• Document excerpt:
Skip to main content

ODC Dataset File Cache

Project description

Dataset Cache

Random access cache of Dataset objects backed by disk storage.

  • Uses lmdb as key value store
    • UUID is the key
    • Compressed json blob is value
  • Uses zstandard compression (with pre-trained dictionaries)
    • Achieves pretty good compression (db size is roughly 3 times larger than .tar.gz of dataset yaml files), but, unlike tar archive, allows random access.
  • Keeps track of Product and Metadata objects
  • Has concept of "groups" (used for GridWorkFlow)

Installation

pip install odc-dscache

Exporting from Datacube

Using command line app

There is a CLI tool called slurpy that can export a set of products to a file

> slurpy --help
Usage: slurpy [OPTIONS] OUTPUT [PRODUCTS]...

Options:
  -E, --env TEXT  Datacube environment name
  -z INTEGER      Compression setting for zstandard 1-fast, 9+ good but slow
  --help          Show this message and exit.

Note that this app is not affected by issue#542, as it implements a properly lazy SQL query using cursors.

From python code

from odc import dscache

# create new file db, deleting old one if exists
cache = dscache.create_cache('sample.db', truncate=True)

# dataset stream from some query
dss = dc.find_datasets_lazy(..)

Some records
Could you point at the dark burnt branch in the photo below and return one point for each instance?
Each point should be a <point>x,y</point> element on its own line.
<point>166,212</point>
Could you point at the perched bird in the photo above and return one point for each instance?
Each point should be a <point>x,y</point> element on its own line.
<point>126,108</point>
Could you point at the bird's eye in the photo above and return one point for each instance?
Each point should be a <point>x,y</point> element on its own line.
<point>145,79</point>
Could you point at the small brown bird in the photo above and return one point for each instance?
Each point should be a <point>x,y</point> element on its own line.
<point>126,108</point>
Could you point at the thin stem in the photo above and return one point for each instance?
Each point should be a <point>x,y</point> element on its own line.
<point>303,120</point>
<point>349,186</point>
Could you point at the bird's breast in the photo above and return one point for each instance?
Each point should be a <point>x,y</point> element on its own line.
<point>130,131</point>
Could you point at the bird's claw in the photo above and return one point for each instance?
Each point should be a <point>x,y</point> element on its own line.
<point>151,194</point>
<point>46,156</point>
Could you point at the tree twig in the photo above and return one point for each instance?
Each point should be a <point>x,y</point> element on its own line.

• Given problem 1: According to the dataset cache page, what serves as the key in the lmdb key value store?
• Given problem 2: Format the records as a numbered list, starting at their first line and ending after the line that contains "<point>166,212</point>".
The text and the records were taken from separate sources.

• Expected output 1: The UUID is the key.

• Expected output 2:
1. Could you point at the dark burnt branch in the photo below and return one point for each instance?
2. Each point should be a <point>x,y</point> element on its own line.
3. <point>166,212</point>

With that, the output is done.